» **TEXT**:

Paperless-ngx + S3: Build a Searchable Document Archive with OCR and Automated Tagging
Every organization has a document problem. Invoices pile up. Contracts get lost in email threads. That receipt you need for the tax audit? Somewhere in a folder called "Misc 2024."
Paperless-ngx solves this by turning your documents into a searchable, tagged archive with full-text OCR. Add S3 storage to the mix, and you've got infinite scalability without worrying about disk space.
Here's how to set it up properly.
What You're Building
By the end of this guide, you'll have:
- Paperless-ngx running with full OCR capability
- Documents stored on S3-compatible storage (AWS S3, MinIO, Backblaze B2)
- Automated tagging rules that learn from your behavior
- API access for programmatic document ingestion
The Architecture
Paperless-ngx doesn't have native S3 support yet. The workaround is elegant: use rclone as a Docker volume plugin to mount S3 as a filesystem. Docker manages the FUSE mount transparently.
Documents → Paperless-ngx → rclone → S3 Bucket
↓
PostgreSQL (metadata)
Redis (task queue)
Tesseract (OCR)

» **PROVIDED INFORMATION**:
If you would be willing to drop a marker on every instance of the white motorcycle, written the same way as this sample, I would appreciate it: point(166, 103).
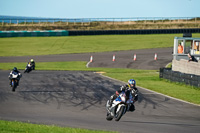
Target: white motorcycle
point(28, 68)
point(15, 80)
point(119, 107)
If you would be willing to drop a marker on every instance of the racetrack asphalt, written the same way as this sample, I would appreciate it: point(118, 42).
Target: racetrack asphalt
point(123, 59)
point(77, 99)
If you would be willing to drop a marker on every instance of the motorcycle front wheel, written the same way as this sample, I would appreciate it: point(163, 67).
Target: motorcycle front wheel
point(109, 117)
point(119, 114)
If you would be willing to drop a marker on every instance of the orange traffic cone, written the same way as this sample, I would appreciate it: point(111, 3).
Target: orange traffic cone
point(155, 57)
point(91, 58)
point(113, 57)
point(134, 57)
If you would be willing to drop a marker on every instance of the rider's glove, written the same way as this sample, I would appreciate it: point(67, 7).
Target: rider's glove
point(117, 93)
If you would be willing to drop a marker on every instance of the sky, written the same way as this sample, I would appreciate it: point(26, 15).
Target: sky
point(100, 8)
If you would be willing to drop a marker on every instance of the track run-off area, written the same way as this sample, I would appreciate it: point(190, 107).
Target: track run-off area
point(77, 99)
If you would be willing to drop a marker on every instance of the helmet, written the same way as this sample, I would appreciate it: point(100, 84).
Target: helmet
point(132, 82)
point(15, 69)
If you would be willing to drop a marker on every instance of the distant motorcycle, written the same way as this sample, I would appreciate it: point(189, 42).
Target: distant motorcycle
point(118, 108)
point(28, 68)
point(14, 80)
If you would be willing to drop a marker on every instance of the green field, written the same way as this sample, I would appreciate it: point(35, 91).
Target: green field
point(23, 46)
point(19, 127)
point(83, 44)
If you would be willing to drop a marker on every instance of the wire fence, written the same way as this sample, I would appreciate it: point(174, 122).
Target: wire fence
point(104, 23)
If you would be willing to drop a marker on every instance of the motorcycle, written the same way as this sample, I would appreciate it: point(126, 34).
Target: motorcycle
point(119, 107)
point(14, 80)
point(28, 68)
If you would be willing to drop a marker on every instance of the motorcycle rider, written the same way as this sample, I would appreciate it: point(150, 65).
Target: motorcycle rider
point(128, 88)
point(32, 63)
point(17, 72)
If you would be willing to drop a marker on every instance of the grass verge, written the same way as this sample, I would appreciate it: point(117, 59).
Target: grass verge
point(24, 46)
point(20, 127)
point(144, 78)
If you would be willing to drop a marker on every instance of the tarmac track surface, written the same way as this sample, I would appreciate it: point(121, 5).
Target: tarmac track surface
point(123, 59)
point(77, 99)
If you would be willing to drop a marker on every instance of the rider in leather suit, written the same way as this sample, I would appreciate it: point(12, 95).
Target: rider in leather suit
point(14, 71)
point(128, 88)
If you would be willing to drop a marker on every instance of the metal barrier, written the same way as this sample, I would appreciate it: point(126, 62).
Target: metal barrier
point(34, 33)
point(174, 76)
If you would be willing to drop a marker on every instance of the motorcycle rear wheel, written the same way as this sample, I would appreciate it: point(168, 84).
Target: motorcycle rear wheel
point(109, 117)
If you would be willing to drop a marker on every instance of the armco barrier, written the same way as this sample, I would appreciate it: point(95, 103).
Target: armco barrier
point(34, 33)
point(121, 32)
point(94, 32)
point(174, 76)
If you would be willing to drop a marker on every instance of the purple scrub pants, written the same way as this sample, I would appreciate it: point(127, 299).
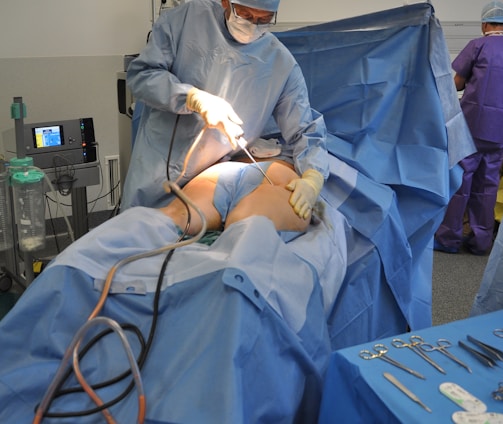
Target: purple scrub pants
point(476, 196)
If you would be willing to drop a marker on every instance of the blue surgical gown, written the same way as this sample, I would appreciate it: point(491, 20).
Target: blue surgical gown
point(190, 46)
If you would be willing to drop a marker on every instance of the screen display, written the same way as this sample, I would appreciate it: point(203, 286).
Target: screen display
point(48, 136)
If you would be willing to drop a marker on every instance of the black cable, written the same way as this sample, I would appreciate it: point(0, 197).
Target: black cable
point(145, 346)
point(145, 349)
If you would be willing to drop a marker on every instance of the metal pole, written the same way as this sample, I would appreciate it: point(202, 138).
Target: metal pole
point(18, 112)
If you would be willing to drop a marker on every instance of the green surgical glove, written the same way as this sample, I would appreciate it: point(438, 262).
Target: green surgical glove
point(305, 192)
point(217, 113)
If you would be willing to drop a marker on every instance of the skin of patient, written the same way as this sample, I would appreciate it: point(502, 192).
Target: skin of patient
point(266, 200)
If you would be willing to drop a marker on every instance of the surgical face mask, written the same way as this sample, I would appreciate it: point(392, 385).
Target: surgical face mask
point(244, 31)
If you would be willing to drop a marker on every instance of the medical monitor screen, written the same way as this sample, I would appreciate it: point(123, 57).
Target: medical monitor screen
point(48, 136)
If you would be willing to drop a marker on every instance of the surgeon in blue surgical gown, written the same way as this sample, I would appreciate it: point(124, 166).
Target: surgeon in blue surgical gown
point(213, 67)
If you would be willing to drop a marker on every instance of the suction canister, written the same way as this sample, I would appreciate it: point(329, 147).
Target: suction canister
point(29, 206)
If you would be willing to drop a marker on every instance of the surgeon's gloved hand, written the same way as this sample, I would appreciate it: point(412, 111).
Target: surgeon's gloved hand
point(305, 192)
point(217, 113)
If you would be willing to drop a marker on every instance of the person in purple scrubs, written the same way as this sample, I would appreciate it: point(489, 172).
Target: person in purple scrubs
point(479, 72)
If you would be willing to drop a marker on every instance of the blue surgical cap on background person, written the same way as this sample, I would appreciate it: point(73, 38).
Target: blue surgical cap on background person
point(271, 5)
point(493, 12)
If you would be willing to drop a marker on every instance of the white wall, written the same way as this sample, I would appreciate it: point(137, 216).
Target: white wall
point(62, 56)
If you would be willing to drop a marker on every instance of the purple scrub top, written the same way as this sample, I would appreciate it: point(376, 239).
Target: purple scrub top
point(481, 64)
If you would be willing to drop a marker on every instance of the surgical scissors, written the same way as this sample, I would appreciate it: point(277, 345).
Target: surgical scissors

» **PROBLEM REQUIREMENTS**: Copy out the Paperless-ngx and S3 guide above in full, word for word, with nothing changed.

» **THE RESULT**:
Paperless-ngx + S3: Build a Searchable Document Archive with OCR and Automated Tagging
Every organization has a document problem. Invoices pile up. Contracts get lost in email threads. That receipt you need for the tax audit? Somewhere in a folder called "Misc 2024."
Paperless-ngx solves this by turning your documents into a searchable, tagged archive with full-text OCR. Add S3 storage to the mix, and you've got infinite scalability without worrying about disk space.
Here's how to set it up properly.
What You're Building
By the end of this guide, you'll have:
- Paperless-ngx running with full OCR capability
- Documents stored on S3-compatible storage (AWS S3, MinIO, Backblaze B2)
- Automated tagging rules that learn from your behavior
- API access for programmatic document ingestion
The Architecture
Paperless-ngx doesn't have native S3 support yet. The workaround is elegant: use rclone as a Docker volume plugin to mount S3 as a filesystem. Docker manages the FUSE mount transparently.
Documents → Paperless-ngx → rclone → S3 Bucket
↓
PostgreSQL (metadata)
Redis (task queue)
Tesseract (OCR)